● **Problem to work on**: Exactly as given, repeat all of the entries.

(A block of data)
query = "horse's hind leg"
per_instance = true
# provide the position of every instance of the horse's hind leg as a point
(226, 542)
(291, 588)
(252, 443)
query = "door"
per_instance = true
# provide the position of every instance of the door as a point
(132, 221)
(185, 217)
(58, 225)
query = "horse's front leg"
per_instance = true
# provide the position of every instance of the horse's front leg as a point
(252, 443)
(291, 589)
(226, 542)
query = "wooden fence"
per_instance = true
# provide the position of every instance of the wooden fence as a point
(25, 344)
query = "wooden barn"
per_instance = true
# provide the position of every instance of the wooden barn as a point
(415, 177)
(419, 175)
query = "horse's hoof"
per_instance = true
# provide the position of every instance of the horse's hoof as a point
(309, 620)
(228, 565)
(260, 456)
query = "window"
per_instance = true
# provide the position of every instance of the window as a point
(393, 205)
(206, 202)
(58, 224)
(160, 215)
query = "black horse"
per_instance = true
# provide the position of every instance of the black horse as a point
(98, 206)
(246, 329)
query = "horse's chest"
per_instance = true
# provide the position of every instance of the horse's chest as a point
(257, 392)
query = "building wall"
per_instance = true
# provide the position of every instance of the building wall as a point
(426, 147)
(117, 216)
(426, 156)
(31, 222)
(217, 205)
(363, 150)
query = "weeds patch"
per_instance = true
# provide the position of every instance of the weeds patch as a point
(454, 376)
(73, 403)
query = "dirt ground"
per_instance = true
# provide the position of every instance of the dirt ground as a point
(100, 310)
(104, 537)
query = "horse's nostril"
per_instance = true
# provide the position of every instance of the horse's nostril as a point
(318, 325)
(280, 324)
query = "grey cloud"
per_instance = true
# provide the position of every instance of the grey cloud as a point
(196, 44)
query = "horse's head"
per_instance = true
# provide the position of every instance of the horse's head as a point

● **Written reply**:
query = "horse's hind leg"
per_instance = true
# provide the position of every instance of the horse's hind leg as a point
(226, 542)
(291, 588)
(252, 443)
query = "door"
per_instance = true
# provide the position of every instance of the door as a point
(132, 221)
(185, 217)
(58, 225)
query = "horse's front leg"
per_instance = true
# provide the position of every instance of the horse's front leg as a point
(252, 443)
(291, 589)
(226, 542)
query = "wooden fence"
per_instance = true
# provide the position of every instance of the wooden fence as a point
(25, 344)
query = "wooden barn"
per_instance = true
# provide the position of every instance of the wooden barn as a point
(415, 177)
(419, 175)
query = "horse's hoof"
per_instance = true
# provide the position of every instance of the horse's hoof as a point
(309, 620)
(228, 565)
(260, 456)
query = "window"
per_instance = true
# provide the position of every instance of the window as a point
(393, 205)
(206, 202)
(58, 224)
(160, 215)
query = "black horse"
per_instance = true
# provide the position of every instance of the black horse as a point
(98, 206)
(246, 329)
query = "horse's chest"
per_instance = true
# provide the position of every instance of the horse's chest as a point
(257, 392)
query = "building wall"
per_instance = true
# provide the position of every instance of the building wall as a point
(426, 147)
(117, 216)
(426, 156)
(31, 222)
(217, 205)
(363, 150)
query = "weeds patch"
per_instance = true
# provide the position of every instance of the weeds patch as a point
(454, 376)
(73, 403)
query = "dirt ground"
per_instance = true
# provide the position of every instance of the dirt ground as a point
(100, 310)
(104, 537)
query = "horse's nostril"
per_instance = true
# provide the position of every instance of the horse's nostril as a point
(318, 325)
(280, 324)
query = "grey cloud"
per_instance = true
# provide the position of every instance of the grey cloud as a point
(196, 44)
query = "horse's head"
per_instance = true
# provide the position of every instance of the horse's head as a point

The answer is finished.